EXTRACTED DATA Start Marker

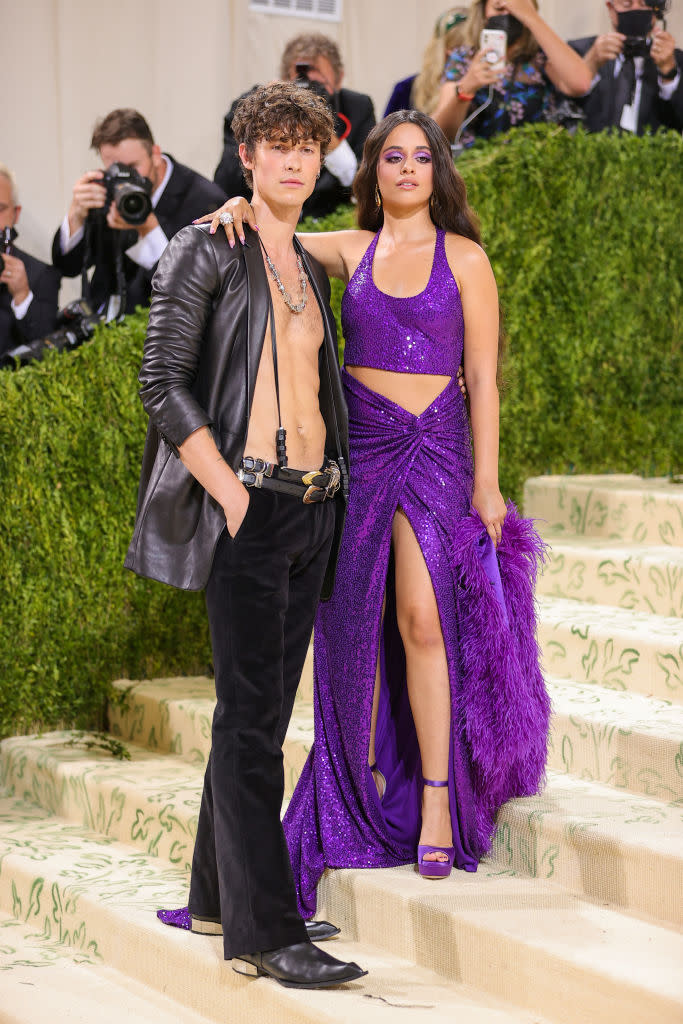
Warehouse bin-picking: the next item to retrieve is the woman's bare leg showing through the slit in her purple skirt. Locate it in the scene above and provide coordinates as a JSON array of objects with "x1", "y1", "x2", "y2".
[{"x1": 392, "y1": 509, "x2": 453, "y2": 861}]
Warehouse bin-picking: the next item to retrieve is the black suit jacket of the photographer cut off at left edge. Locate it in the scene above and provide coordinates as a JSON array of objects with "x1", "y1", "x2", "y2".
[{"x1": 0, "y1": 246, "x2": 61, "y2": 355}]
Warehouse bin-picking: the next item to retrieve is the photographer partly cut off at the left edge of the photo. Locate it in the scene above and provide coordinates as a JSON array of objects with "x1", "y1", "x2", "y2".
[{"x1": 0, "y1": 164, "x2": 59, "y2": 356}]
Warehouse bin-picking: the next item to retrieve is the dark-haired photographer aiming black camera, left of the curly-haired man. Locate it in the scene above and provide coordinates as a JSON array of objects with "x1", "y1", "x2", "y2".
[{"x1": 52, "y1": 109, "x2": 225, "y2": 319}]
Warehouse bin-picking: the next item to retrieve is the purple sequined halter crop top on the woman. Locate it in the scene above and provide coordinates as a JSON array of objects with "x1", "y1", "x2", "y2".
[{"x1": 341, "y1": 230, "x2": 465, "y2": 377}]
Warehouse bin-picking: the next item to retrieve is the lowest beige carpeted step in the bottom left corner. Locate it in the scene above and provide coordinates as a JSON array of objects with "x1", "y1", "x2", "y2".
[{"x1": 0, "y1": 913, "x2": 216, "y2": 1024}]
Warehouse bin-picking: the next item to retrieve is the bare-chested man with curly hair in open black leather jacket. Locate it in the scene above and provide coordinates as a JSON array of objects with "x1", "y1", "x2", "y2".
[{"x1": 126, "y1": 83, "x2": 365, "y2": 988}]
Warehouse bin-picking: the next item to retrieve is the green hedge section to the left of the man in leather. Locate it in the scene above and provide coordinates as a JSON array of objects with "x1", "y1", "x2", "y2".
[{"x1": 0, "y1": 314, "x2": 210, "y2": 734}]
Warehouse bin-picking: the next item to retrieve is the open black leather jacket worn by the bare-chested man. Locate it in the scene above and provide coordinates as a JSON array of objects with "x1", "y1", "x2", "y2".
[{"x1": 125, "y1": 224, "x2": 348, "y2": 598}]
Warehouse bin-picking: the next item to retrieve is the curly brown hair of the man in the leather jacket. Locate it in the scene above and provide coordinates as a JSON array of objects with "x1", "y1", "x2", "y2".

EXTRACTED DATA End Marker

WORK TASK — All of the entries need to be retyped word for word, pictures excluded.

FINISHED EXERCISE —
Warehouse bin-picking: the next item to retrieve is the woman's bare leg showing through the slit in her purple skirt. Locate it in the scene above and provide coordinates as a JSON array of objects with "x1", "y1", "x2", "y2".
[{"x1": 392, "y1": 509, "x2": 453, "y2": 861}]
Warehouse bin-picking: the next item to retrieve is the black suit jacket of the photographer cut off at left edge. Locate it in the scene above and provide coordinates as a JSON array of objects with "x1", "y1", "x2", "y2".
[{"x1": 0, "y1": 246, "x2": 61, "y2": 355}]
Warehouse bin-picking: the next item to retrieve is the photographer partly cut off at the left edge of the photo. Locate it in the scene above and provide coordinates as a JSON array of objects with "x1", "y1", "x2", "y2".
[{"x1": 0, "y1": 164, "x2": 59, "y2": 356}]
Warehouse bin-picking: the next item to retrieve is the dark-haired photographer aiming black camera, left of the curly-haired man. Locate it in the scene above and provide coordinates as a JSON array of objects with "x1", "y1", "x2", "y2".
[{"x1": 52, "y1": 109, "x2": 225, "y2": 319}]
Warehouse bin-picking: the next item to retrieve is the purple sequined halter crop top on the woman. Locate it in the scene above and provide coordinates as a JSON array of objects with "x1", "y1", "x2", "y2".
[{"x1": 341, "y1": 230, "x2": 465, "y2": 377}]
Warehouse bin-picking: the next item to retrieve is the lowest beige carpeted step in the bottom left corner. Locate it in the scene above and provide coordinates as a JSON array of objects with "x1", "y1", "x2", "y2".
[{"x1": 0, "y1": 913, "x2": 216, "y2": 1024}]
Warehouse bin-picking: the next item to retrieve is the bare-chested man with curly hair in open black leather jacket. Locate it in the scene above and provide coordinates as a JSON array of objects with "x1", "y1", "x2", "y2".
[{"x1": 126, "y1": 83, "x2": 365, "y2": 988}]
Warehouse bin-picking: the next item to retrieve is the green hedge section to the left of the man in leather. Locate it in the scene above and provide coordinates as a JSON array of objects with "x1", "y1", "x2", "y2".
[{"x1": 0, "y1": 314, "x2": 210, "y2": 734}]
Warehouse bin-picking: the next item to retrieve is the open black leather jacket worn by the bare-chested man. Locate it in the scene above and provide coordinates as a JSON array of objects with "x1", "y1", "x2", "y2".
[{"x1": 125, "y1": 224, "x2": 348, "y2": 598}]
Warehouse bin-picking: the next item to retrieve is the curly brown hair of the man in the leather jacket. Locate it in the scene above and provide coordinates as a JSON array of objects with "x1", "y1", "x2", "y2".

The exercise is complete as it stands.